(Position annotation records)

+++

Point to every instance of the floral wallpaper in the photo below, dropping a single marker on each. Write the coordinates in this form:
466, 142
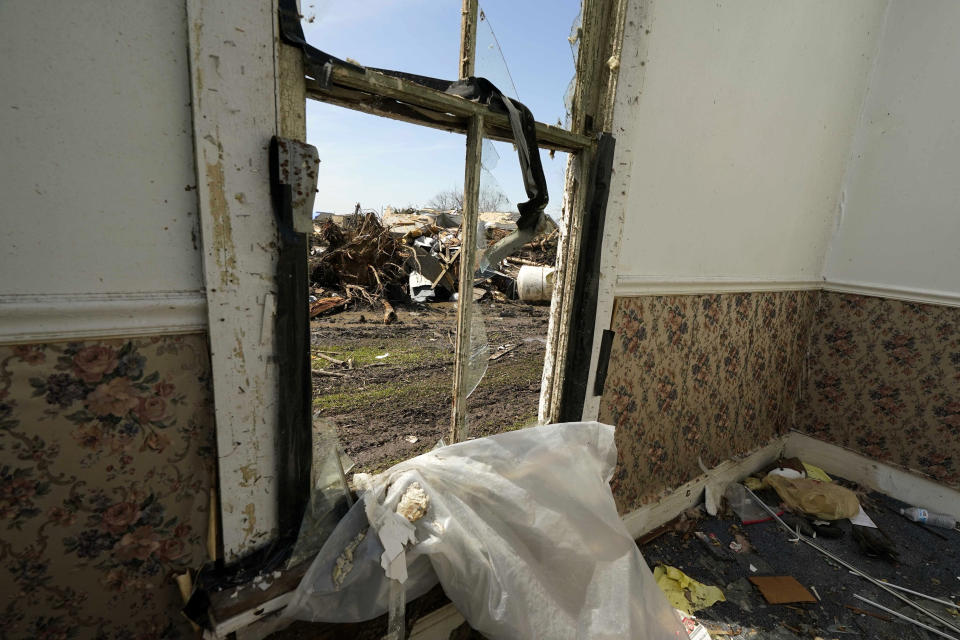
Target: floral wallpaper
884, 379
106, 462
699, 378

+++

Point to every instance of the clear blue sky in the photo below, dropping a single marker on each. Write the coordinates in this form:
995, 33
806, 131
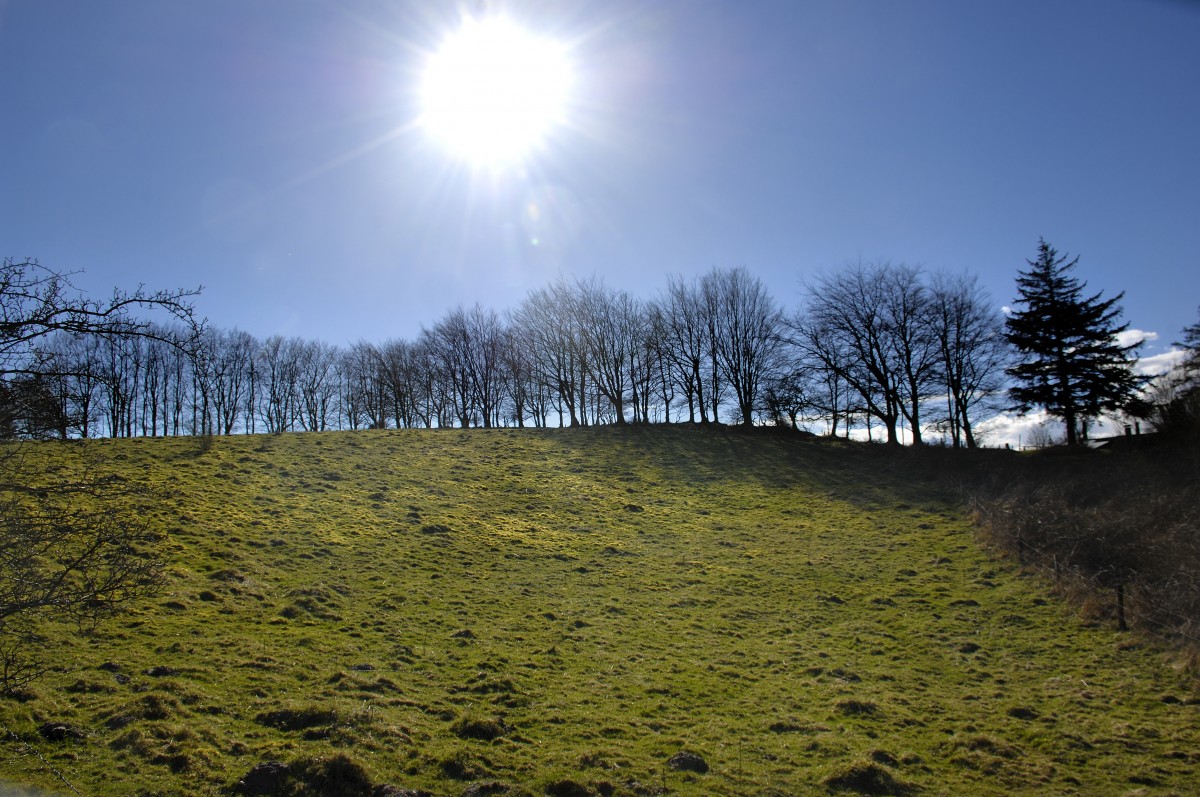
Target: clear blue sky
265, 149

+++

§ THE TASK: Identify each line of the listing that contains the string "this" and copy those lines out in full. Case counts.

§ EXERCISE ANSWER:
Point to every instance of the floral wallpaper in the photo below, dropping a single marker on each. Write the coordinates in this form:
Point to every instance of the clear blue sky in the photo below, dropping a single marker on each. Write the coordinates in this form:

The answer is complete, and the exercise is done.